* **Exercise objective**
Copy exactly the lines of the material below that run from the one containing "Target: man's face" through the one containing "Target: hanging feather bundle". Copy no other lines.

***** Records provided *****

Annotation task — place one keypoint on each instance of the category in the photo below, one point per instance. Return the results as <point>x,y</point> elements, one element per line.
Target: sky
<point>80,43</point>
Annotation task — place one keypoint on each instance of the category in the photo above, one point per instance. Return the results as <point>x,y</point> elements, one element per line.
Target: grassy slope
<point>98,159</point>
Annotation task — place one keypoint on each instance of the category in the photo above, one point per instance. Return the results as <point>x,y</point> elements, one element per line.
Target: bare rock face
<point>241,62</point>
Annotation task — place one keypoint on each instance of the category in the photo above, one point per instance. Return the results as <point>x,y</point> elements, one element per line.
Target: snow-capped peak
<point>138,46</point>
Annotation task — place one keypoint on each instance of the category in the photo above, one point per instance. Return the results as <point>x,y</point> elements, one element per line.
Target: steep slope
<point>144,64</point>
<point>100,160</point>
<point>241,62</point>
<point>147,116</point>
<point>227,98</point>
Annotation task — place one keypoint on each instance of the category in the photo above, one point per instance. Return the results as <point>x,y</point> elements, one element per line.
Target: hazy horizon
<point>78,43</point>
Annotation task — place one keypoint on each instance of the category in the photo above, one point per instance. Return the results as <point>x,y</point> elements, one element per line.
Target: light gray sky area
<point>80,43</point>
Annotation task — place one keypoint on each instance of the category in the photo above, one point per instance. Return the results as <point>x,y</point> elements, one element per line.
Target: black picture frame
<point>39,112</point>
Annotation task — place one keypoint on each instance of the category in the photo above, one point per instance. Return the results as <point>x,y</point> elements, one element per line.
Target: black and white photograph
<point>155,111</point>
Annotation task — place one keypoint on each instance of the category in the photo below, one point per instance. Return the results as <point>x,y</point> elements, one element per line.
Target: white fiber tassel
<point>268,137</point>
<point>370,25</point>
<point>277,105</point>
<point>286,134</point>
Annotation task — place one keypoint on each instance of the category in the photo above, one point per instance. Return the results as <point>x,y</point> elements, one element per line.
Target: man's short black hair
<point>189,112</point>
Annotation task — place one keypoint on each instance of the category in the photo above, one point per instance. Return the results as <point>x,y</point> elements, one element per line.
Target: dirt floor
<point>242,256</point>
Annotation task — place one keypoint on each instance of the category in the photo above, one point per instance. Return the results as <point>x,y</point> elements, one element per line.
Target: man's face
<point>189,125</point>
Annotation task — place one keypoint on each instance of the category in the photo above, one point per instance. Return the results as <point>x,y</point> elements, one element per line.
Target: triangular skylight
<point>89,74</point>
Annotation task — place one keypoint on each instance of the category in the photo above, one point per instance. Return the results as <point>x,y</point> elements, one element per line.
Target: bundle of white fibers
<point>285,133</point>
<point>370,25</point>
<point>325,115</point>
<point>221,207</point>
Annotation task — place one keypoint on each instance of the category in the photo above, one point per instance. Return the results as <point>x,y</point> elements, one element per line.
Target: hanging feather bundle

*****
***** Records provided *****

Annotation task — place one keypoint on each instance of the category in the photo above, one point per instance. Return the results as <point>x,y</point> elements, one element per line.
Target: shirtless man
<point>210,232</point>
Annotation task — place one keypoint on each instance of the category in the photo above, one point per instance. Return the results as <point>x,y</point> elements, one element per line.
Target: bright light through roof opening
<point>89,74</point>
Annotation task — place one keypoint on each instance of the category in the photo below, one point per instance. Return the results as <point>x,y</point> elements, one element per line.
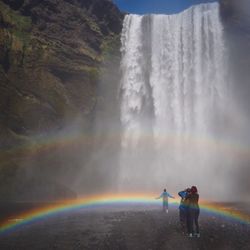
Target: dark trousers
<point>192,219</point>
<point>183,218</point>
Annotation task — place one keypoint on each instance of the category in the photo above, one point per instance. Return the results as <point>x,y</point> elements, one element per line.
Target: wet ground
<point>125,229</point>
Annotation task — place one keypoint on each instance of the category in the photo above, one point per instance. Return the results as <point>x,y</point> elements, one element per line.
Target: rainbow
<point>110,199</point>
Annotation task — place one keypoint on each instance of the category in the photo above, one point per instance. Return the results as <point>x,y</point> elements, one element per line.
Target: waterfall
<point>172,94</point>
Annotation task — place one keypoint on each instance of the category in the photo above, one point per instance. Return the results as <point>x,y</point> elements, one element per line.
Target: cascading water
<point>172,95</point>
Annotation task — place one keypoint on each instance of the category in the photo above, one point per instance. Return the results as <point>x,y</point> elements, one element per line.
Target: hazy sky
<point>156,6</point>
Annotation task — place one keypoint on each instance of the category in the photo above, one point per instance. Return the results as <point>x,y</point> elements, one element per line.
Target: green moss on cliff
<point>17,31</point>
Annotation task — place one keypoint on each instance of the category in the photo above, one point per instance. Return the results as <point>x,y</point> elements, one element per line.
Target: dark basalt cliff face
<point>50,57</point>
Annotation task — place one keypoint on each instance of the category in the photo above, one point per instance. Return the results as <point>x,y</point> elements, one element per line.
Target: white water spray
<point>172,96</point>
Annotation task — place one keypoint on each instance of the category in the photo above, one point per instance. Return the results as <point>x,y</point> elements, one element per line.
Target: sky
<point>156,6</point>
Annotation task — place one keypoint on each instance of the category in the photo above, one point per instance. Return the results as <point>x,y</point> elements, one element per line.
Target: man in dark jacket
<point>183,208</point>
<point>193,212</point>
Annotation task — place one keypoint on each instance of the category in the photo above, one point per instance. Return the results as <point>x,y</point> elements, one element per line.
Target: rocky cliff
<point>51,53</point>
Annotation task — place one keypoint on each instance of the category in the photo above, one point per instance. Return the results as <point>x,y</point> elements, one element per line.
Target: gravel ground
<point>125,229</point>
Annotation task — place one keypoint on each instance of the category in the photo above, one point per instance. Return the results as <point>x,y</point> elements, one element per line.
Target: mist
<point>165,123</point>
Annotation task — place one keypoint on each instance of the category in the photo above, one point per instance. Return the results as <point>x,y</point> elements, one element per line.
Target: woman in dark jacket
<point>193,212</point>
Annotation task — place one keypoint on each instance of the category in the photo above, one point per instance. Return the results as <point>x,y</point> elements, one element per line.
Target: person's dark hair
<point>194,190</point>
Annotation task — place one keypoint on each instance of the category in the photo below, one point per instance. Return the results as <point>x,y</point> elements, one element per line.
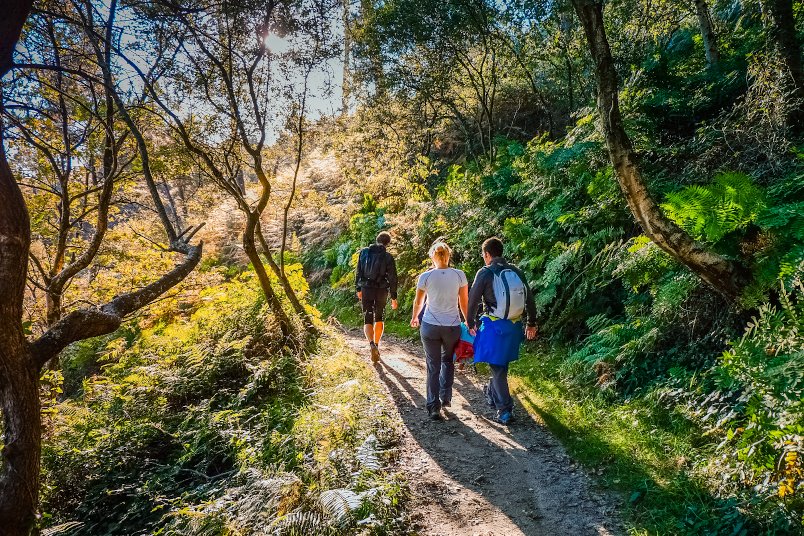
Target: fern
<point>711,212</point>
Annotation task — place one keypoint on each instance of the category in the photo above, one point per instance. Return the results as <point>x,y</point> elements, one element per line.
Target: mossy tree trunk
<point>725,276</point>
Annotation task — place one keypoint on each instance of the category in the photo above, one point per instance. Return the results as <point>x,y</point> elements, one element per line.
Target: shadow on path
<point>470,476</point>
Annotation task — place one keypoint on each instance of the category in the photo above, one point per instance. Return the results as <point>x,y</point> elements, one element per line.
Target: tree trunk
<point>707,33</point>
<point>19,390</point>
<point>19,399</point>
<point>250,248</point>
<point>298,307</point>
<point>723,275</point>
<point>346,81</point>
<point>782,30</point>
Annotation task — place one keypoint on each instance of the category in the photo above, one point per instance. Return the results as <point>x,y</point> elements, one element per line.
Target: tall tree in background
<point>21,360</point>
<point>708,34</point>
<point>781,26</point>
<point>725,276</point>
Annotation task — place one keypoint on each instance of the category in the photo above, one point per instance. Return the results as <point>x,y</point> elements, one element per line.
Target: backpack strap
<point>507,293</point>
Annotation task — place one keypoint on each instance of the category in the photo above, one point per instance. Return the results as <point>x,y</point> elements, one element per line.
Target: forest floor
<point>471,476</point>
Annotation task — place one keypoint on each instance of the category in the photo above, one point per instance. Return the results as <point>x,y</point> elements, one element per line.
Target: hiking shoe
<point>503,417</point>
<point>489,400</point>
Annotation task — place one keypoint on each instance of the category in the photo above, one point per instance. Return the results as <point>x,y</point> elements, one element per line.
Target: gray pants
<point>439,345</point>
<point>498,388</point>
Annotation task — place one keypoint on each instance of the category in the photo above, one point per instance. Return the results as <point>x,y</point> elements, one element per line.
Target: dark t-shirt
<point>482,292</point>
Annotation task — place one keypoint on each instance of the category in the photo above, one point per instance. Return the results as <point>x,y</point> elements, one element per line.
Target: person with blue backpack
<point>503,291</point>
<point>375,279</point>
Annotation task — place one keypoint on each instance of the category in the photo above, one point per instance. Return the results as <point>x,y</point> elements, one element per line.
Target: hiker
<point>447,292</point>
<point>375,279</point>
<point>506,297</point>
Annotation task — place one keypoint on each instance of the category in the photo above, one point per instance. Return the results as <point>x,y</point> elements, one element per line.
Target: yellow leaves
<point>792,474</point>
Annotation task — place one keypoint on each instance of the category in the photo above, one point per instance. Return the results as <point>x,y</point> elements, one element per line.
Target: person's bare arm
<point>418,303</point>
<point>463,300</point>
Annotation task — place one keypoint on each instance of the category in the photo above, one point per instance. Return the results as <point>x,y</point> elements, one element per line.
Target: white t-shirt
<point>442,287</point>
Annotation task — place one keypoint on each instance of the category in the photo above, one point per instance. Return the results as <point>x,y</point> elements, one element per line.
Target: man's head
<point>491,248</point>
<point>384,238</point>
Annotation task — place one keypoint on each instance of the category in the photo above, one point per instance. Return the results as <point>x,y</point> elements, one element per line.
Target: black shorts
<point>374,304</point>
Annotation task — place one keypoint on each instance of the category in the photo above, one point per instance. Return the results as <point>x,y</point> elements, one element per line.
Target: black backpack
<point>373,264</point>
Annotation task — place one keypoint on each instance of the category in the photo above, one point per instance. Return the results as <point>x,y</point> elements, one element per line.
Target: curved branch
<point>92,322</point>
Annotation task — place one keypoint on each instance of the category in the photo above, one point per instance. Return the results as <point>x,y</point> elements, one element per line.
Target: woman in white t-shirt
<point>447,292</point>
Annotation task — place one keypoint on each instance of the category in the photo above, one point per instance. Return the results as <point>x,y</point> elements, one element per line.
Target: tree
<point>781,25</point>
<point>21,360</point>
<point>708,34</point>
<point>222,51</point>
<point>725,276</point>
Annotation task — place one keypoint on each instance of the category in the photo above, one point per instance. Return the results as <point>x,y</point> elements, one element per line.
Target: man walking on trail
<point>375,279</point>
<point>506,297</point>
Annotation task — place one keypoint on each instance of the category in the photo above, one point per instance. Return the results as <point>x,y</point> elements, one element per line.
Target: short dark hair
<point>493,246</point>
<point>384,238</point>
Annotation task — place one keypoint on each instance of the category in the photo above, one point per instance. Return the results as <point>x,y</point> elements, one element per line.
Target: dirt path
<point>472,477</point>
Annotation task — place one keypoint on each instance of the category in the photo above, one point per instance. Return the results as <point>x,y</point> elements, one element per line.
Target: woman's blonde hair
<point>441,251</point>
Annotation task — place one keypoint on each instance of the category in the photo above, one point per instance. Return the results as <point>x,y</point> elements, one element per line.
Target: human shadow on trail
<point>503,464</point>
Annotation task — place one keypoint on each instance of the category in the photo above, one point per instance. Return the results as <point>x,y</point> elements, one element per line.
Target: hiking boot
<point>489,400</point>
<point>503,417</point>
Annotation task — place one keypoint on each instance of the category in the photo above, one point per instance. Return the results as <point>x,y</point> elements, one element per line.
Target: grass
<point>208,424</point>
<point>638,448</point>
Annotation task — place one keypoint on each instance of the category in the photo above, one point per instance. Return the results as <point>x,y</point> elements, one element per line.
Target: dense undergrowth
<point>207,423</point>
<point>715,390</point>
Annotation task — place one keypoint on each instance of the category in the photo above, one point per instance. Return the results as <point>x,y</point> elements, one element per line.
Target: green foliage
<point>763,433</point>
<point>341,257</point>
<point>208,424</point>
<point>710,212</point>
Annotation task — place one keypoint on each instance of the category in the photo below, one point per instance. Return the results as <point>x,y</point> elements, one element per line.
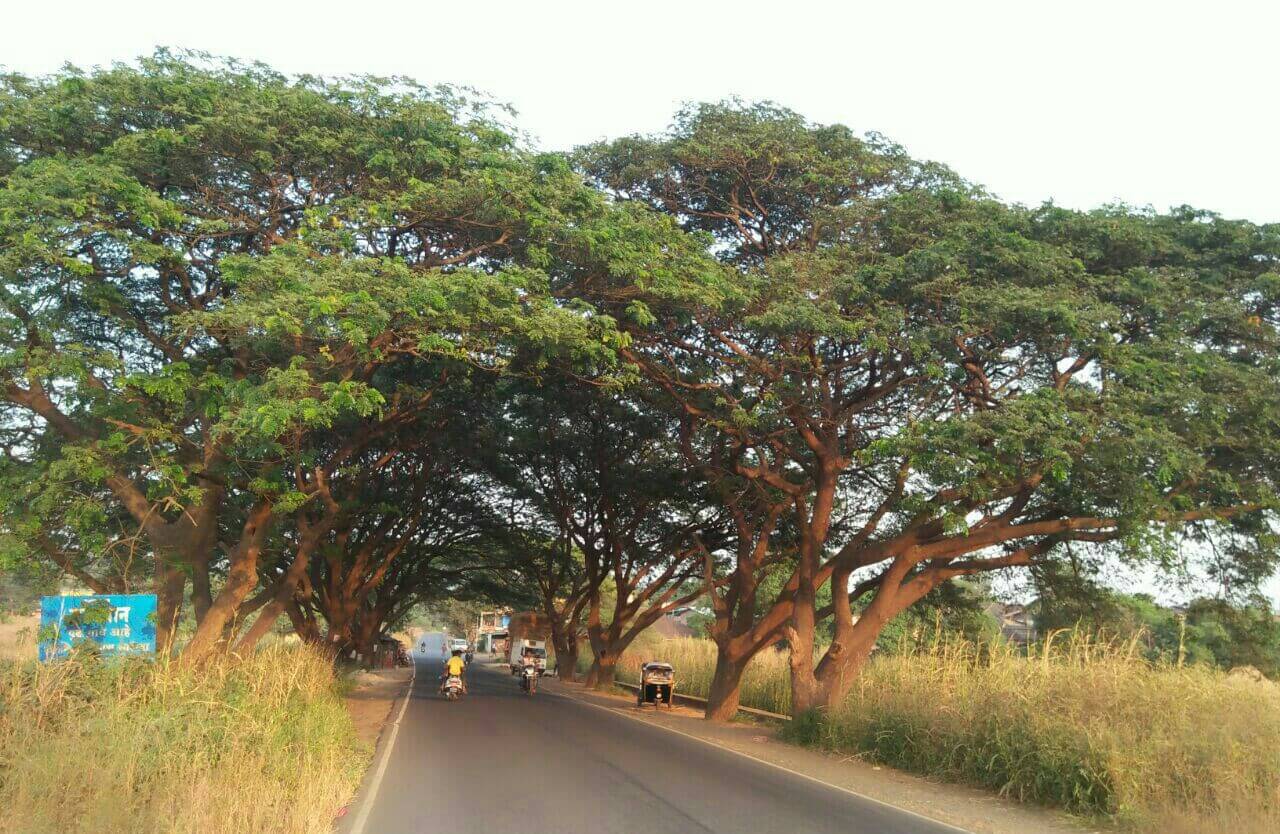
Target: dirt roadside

*****

* **Response area**
Target: man's face
<point>189,125</point>
Annotation task — place one keypoint on each instance of the category in the photo above, one point per instance. Return the results as <point>x,y</point> elements, one element per line.
Target: triangular skylight
<point>89,74</point>
Annotation task — place one keypoint on each instance of the category in the photo above, one point per instance. Return the results as <point>x,y</point> elements, one element per line.
Target: bundle of white fibers
<point>285,133</point>
<point>370,25</point>
<point>325,115</point>
<point>221,207</point>
Annotation task — place one keypoint on each instance of the category in the photo above, one point per instance. Return the results as <point>x,y</point> elements, one element per line.
Target: hanging feather bundle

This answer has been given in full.